(Verilen Alıntı):
____
Süryani Rahip, “Yalan söyleyemem” dedi ve manastıra gelen iki PKK’lıya neden yiyecek verdiği dahil her şeyi açıkça anlattı. Rahibin savunmasının detayları…
BOLD – Urfa Barosundan bir heyet, tutuklanan Mor Yakup Manastırı Rahibi Sefer (Aho) Bileçen’le görüştü.
Mardin’in Nusaybin ilçesine bağlı Süryani yerleşimi Üçköy (Xarabalê) kırsal mahallesinde 9 Ocak’ta gözaltına alınan Mor Yakup Manastırı Rahibi Sefer (Aho) Bileçen, ‘örgüt üyesi olmak’ iddiasıyla tutuklandı.
Urfa Barosu İnsan Hakları Merkezinden bir gurup avukat, tutuklamaya ilişkin rapor hazırlamak amacıyla dün Mardin E Tipi Kapalı Cezaevi’nde bulunan Rahip Bileçen’le görüştü.
Heyette yer alan avukat Mustafa Vefa, görüşmeye dair Mezopotamya Ajansına (MA) konuştu.
“YALAN SÖYLEYEMEM”
Bileçen, yapılan görüşmede “etkin pişmanlık yasasından” yararlanmak isteyen Müjdat S. isimli itirafçının hakkında verdiği beyanların gerçeği yansıtmadığını belirterek, “2018 yılında 2 örgüt mensubu manastıra geldi. Benden yemek istediler. Ben de verdim. Daha sonra bu tespit edilmişti. Bunun üzerine dönemin Jandarma Komutanı Metropoliti devreye koyarak benimle görüştüler. Ben inkar etmedim. Olayın tekrar yaşanmaması için güvenlik önlemi alınmasını istedim ancak herhangi bir güvenlik önlemi alınmadı. Tutanak tutulmasının ardından konunun kapatıldığını sanıyordum. Kim kapıma gelirse veririm. Dini ve felsefi olarak vermem gerekiyor. Rahip olduğum için de yalan söyleyemem. Ben bunu herhangi bir örgüte yardım etmek için değil, inancım gereği yapıyorum. Felsefi anlamda ben ihbar da edemem. Dini anlamda da böyle. Ben zaten manastır dışına çıkamam” dedi.
“CEZAEVİNDE OLUP OLMAMAM ÖNEMLİ DEĞİL”
____
(Görevler):
a) Rahibin tutuklanmasıyla ilgili haberde adı geçen bütün kişileri, haberdeki yazılışlarıyla sıralayın.
b) Rahibin tutuklanmasıyla ilgili haberin devamını, son satırdan sonrasını getirerek yazın.

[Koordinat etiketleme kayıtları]
____
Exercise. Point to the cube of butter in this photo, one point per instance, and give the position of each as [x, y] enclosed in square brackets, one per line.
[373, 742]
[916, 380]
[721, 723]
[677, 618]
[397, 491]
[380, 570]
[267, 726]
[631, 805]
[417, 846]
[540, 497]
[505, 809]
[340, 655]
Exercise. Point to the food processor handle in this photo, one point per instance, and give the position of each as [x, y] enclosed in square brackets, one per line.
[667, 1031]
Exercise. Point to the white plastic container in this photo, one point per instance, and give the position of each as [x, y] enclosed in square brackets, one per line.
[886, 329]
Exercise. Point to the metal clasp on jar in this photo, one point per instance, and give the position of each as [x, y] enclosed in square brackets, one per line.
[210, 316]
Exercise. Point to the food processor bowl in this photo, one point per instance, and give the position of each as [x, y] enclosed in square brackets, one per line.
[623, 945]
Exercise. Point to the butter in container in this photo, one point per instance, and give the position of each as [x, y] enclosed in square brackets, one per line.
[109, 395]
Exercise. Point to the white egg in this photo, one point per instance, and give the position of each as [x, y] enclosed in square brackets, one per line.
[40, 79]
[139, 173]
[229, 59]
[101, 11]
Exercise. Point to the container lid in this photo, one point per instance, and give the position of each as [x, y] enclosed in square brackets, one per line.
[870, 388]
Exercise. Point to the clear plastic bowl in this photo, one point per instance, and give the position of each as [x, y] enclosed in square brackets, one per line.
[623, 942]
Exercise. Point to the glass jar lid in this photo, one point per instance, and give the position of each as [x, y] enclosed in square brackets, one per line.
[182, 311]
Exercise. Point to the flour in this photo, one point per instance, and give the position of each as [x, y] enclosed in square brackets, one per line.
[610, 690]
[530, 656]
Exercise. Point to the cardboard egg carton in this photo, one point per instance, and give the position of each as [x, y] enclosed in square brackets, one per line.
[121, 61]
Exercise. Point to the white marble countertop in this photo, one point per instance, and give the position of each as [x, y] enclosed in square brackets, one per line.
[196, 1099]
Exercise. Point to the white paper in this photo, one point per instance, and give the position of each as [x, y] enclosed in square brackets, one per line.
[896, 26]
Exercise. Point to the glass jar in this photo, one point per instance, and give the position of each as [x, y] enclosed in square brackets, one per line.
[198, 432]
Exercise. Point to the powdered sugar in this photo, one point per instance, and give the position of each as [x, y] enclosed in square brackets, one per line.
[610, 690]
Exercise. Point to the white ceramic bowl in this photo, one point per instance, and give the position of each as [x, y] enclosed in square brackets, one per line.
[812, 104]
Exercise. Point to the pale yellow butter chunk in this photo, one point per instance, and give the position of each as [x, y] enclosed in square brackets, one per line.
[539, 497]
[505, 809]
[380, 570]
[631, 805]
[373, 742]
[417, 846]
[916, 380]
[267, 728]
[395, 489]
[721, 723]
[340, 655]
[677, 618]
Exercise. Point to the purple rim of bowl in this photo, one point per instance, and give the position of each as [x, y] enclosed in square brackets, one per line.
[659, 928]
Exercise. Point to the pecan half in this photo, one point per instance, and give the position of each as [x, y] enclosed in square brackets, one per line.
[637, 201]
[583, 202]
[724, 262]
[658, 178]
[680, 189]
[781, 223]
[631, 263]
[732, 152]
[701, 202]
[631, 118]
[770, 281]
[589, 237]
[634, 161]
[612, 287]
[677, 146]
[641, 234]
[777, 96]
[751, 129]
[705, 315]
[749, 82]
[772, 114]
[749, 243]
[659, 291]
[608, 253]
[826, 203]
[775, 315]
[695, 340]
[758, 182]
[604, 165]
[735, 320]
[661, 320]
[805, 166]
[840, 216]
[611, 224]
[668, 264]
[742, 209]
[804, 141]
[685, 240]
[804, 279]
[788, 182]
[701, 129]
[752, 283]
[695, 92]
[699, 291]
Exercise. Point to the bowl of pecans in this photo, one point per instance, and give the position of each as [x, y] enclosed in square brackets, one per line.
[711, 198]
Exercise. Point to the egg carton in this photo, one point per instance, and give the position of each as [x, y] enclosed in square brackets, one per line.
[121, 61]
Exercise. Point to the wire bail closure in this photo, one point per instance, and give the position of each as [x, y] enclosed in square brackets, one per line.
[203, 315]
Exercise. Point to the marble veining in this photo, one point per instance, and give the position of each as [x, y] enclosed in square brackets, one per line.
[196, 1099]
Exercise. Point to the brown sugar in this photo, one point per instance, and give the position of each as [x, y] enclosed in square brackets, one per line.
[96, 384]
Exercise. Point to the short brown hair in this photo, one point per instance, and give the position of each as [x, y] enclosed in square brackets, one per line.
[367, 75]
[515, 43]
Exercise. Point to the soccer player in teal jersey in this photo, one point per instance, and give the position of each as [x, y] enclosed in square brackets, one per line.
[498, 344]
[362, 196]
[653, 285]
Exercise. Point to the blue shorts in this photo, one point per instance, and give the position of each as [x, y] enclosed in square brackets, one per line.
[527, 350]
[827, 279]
____
(Görev Yanıtları):
a)
Sefer (Aho) Bileçen
Mustafa Vefa
Müjdat S.

b)
Bileçen’in sağlık durumunun iyi olduğunu ve kendisini iyi hissettiğini aktaran avukat Mustafa Vefa, tutuklanmasına dair tepkisini de paylaştı. Bileçen’in, tutukluluğunu dini ve felsefi olarak değerlendirdiğini belirten Vefa, şunları söyledi: “Kendisi üzülmüyor. Zaten inzivaya çekilmiş bir hayat yaşadığını söylüyor. Kendisi için cezaevinde olup olmamasının bir önemi olmadığını düşünüyor. Ama tutuklanmasının Süryani toplumunda bir kırılmaya neden olacağını düşünüyor. Manastırın sahipsiz kalmasına üzülüyor. Manastırda beslediği ceylanların sahipsiz kalmasından endişe ediyor. Ama en çok endişe ettiği konu, Süryani toplumu. Tutuklanmasına gerek olmadığını düşünüyor. Tutuklanmasına anlam veremiyor. 2 yıl sonra gelinmesine de anlam veremiyor.”
SÜRYANİ GÖÇÜNE NEDEN OLABİLİR
Mahkemenin verdiği tutuklama kararını da eleştiren Vefa, “Kanunda bir suç işlenmesi durumunda dahi bireylerin toplumdaki konumları nedeniyle tutuklanmamasını gerektiren istisnai durumlar vardır. Rahip Aho da bunun bir örneğidir. Bir yere kaçmaz. Bu Süryani toplumu için önemlidir. Neticede kırılgan ve hassas bir toplumdan bahsediyoruz. Adli kontrol uygulanabilirdi. Tutuklanmasını gerektiren bir ceza da yok bunun sonunda. Bahsi geçtiği şekilde bir yemek vermiş. Yardım ve yataklık iddiasından verilebilecek en yüksek ceza 3 yıl 1 aydır. Bu nedenle tutuklama ağır bir tedbirdir” diye belirtti.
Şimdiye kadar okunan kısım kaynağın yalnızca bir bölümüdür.